§ TEXT SEGMENT
•••••

7/17/11

How to Really Love Your Adult Child

By Nico Bougas 
Special to ASSIST News Service


ATLANTA, GA (ANS) -- Having four grown children of my own I was particularly interested to meet with Dr. Gary Chapman at the recent International Christian Retail Show in Atlanta, Georgia, and talk with him about his new book, "How to Really Love Your Adult Child".

Dr. Gary Chapman
I questioned him about some of the things that have always concerned me. Like, why do some kids from dysfunctional families turn out great and grow into mature and practicing Christ-followers, and at the same time there are those who grow up in seemingly godly homes who rebel against their Christian heritage and drift off into a far country?


His answer was that often kids from a dysfunctional family see the chaos and misery that ensues and determine that their lives and their families will be different. They learn from the mistakes of their parents and follow a different direction with the help of God. And some seemingly godly homes may not be all that they appear to be and their kids may decide that what their parents professed was not the genuine article.

There is also the question why children from the same family and upbringing turn out differently. Apart from differences in temperament there is also the fact that the dynamics of the family change over time. The first-born child might be smothered with care and attention but, by the time baby #4 or #5 comes along, the competition has really heated up.

Dr. Chapman went on to explain that much has changed in the relationship between parents and their adult children, including young adults themselves as well as their parent's children. Economic upheavals, challenges to traditional values and beliefs, the phenomenon of overinvolved "helicopter parenting" - all make relating to grown children more difficult than ever. Yet at the same time being a parent of an adult child can bring great rewards.

Book cover
At every stage of a child's development, parents tend to think, after this, it will get easier. The truth is, with each new stage, parenting becomes different. Out of your house doesn't mean out of your life - and out of school doesn't always mean out of the house! The challenges of parenting don't end at 18, but the immense supply of parenting advice and resources does!

•••••

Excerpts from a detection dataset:
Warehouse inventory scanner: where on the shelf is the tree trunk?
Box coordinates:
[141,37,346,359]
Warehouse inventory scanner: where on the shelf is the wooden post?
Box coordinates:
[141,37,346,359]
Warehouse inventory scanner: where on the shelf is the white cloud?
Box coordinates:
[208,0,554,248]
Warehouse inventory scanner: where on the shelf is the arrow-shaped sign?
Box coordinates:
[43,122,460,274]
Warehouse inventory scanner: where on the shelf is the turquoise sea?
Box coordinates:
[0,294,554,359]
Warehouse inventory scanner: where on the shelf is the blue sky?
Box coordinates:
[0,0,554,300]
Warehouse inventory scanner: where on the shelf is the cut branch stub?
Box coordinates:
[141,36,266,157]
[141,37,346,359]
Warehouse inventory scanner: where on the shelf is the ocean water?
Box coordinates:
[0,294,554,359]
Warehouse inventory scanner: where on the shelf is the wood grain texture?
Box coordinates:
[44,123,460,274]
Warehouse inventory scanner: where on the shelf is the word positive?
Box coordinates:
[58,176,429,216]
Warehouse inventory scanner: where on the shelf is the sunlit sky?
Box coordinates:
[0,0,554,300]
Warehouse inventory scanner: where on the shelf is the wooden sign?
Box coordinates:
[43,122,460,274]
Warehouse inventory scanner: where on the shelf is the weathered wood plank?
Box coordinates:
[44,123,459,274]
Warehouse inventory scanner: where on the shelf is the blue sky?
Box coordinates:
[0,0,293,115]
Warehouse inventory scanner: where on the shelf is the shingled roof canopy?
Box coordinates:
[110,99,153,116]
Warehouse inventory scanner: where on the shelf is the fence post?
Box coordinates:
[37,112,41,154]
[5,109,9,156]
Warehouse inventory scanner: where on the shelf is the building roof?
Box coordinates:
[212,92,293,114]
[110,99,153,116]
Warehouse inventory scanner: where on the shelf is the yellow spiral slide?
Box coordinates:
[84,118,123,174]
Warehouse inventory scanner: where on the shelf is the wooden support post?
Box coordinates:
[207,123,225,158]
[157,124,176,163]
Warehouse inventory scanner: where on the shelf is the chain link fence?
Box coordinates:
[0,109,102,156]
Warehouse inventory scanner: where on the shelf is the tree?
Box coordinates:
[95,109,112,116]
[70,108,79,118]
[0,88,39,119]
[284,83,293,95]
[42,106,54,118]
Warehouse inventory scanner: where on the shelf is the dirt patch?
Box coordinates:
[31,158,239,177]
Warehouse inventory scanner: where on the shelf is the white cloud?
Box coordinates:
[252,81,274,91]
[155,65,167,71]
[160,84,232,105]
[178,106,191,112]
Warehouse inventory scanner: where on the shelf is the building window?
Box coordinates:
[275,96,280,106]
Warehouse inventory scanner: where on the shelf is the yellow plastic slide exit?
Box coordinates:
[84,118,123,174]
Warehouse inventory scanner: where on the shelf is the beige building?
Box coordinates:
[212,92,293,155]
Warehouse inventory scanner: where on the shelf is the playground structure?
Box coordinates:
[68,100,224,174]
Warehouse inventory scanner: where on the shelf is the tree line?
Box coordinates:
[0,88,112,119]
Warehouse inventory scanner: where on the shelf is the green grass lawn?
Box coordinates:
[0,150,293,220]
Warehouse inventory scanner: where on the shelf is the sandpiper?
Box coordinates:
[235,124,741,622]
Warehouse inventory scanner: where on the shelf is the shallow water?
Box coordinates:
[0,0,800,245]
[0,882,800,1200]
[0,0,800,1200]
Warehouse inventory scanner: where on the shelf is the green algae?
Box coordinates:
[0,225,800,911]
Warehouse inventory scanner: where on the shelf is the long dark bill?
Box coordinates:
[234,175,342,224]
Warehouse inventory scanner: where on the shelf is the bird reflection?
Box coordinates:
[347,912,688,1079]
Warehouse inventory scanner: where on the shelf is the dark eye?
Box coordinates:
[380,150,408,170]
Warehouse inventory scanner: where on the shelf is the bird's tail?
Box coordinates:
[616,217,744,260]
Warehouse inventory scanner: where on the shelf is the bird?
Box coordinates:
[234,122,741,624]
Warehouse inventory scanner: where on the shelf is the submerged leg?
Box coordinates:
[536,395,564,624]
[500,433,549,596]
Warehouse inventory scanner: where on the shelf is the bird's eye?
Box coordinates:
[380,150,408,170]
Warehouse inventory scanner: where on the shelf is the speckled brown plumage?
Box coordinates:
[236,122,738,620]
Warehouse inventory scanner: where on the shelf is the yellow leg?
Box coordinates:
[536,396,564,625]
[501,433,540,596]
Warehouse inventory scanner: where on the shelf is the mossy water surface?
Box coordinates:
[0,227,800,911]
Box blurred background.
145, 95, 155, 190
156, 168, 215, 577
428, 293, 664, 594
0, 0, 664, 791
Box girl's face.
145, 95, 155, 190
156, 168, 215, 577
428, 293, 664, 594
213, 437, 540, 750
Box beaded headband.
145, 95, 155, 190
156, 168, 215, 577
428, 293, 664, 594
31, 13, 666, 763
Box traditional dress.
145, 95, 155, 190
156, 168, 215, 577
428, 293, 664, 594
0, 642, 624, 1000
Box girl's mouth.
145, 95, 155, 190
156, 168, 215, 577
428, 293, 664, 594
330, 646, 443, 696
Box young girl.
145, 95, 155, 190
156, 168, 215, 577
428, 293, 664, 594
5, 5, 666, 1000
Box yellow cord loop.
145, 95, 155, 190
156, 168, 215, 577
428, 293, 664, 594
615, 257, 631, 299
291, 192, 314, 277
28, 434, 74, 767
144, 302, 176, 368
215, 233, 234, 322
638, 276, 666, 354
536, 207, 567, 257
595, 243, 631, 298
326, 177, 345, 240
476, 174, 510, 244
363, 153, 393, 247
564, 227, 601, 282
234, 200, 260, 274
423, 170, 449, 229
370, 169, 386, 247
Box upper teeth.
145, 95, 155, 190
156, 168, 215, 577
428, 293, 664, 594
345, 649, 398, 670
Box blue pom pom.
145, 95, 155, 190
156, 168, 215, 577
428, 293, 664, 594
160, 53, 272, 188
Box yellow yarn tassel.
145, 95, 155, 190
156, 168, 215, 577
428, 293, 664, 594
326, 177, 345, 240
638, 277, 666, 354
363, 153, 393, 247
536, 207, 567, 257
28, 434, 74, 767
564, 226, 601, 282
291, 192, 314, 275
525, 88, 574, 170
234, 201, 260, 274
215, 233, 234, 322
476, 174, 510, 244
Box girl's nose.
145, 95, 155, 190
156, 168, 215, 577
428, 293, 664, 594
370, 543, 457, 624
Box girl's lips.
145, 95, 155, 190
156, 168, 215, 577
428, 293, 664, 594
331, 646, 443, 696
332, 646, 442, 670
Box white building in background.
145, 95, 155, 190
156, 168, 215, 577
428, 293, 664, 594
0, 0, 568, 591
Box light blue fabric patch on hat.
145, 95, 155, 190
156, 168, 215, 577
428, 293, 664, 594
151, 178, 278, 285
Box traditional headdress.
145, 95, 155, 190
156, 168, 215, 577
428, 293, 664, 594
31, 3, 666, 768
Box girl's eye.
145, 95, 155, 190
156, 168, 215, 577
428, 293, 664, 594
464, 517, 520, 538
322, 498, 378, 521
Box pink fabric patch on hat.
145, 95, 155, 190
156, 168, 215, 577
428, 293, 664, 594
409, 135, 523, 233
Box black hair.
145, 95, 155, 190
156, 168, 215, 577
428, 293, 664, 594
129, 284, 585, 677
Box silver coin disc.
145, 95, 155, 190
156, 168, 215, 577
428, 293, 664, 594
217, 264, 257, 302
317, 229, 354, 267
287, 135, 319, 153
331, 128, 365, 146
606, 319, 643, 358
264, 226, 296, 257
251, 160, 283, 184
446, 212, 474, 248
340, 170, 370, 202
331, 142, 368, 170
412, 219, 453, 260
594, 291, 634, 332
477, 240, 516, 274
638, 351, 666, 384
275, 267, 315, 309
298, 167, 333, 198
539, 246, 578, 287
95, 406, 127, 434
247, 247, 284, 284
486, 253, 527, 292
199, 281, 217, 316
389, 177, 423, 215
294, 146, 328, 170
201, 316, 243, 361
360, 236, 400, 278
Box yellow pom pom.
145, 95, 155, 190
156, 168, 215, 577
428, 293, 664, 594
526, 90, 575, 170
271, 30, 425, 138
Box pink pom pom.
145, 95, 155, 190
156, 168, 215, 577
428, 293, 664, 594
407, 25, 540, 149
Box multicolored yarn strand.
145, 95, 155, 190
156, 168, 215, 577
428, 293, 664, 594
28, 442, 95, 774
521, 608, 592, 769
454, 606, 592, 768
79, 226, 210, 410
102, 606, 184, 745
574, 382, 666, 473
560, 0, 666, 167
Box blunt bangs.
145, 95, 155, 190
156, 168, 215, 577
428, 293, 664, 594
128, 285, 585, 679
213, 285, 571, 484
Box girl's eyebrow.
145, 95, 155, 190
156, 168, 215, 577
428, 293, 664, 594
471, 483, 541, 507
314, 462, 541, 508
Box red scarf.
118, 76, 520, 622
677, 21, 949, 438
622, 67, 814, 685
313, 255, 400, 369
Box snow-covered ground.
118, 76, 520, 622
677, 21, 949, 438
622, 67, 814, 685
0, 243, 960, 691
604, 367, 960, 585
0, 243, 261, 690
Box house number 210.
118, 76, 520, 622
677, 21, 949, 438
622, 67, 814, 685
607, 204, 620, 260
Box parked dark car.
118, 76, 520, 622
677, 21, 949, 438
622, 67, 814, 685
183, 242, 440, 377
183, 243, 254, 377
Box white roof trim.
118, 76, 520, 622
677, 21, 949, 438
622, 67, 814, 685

•••••

§ WHAT IS ASKED
A – According to the article on loving adult children, what makes relating to grown children more difficult than ever? List each item.
B – In the article on loving adult children, where did the writer meet with Dr. Gary Chapman?

§ THE RESULTS
A –
- Economic upheavals
- Challenges to traditional values and beliefs
- The phenomenon of overinvolved "helicopter parenting"

B – At the recent International Christian Retail Show in Atlanta, Georgia.